Aim of the task:
Count how many lines in the records below contain the word "snow". Give only the number.

(Records from a labeling collection)
----------------------------------------

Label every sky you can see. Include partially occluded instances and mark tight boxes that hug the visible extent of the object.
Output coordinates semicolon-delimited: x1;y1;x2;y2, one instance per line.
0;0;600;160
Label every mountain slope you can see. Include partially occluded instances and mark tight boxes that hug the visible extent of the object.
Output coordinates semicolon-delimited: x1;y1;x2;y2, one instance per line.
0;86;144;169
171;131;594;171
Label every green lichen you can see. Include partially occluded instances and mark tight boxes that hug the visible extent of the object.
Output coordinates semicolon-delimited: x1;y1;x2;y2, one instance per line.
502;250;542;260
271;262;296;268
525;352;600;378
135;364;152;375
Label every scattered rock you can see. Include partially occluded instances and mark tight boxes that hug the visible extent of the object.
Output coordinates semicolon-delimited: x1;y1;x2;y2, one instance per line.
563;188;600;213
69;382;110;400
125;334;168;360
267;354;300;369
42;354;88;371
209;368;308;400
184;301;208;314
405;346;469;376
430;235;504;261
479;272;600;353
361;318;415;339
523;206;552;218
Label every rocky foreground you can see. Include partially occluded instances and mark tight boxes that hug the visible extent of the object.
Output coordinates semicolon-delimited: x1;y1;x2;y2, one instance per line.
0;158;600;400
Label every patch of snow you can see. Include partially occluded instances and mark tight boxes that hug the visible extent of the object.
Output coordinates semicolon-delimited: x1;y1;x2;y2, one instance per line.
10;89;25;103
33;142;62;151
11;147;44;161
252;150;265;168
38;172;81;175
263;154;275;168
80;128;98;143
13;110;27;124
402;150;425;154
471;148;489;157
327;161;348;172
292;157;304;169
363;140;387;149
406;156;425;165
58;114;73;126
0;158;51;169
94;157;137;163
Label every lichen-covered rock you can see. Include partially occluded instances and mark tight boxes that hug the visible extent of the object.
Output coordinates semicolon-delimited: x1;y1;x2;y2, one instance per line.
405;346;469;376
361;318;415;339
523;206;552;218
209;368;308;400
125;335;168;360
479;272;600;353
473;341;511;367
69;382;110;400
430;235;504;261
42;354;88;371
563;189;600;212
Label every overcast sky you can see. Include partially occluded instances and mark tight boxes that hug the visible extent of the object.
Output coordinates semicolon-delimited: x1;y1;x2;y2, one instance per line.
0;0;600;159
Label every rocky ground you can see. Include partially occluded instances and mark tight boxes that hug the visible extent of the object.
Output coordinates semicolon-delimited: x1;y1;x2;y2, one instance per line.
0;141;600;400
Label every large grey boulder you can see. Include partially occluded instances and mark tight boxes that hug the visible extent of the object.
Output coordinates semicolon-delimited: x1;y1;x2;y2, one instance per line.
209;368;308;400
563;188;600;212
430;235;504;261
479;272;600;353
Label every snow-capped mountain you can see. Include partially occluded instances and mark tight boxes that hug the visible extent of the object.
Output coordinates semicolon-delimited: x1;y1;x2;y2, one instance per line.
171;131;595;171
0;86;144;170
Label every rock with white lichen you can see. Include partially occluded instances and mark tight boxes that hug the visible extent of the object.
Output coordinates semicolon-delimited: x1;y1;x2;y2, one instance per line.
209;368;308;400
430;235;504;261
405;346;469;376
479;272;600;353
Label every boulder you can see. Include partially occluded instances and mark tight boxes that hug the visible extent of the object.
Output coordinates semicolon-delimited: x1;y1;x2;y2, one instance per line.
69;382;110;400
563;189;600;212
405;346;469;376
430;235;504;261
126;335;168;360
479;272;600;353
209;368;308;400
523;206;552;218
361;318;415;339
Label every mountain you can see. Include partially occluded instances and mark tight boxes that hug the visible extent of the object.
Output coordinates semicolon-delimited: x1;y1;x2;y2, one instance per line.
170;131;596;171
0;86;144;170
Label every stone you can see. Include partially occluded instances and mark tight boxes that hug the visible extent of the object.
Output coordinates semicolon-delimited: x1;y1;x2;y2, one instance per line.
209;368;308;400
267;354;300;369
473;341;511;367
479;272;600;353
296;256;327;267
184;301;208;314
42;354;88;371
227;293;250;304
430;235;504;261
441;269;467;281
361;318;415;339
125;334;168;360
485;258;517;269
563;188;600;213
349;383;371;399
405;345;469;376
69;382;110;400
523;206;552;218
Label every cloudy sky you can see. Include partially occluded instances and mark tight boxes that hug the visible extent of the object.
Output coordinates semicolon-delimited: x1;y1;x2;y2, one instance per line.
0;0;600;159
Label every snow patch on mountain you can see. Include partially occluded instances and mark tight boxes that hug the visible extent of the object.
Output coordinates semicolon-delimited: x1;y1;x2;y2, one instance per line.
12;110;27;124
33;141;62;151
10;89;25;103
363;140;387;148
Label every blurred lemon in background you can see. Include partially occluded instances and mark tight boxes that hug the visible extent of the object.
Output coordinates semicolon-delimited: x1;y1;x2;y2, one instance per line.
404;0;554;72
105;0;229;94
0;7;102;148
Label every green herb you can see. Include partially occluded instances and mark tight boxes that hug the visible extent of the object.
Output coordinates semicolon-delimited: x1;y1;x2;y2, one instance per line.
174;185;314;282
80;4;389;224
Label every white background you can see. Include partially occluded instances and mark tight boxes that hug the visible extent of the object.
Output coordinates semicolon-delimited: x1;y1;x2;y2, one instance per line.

----------------------------------------

Answer to the problem:
3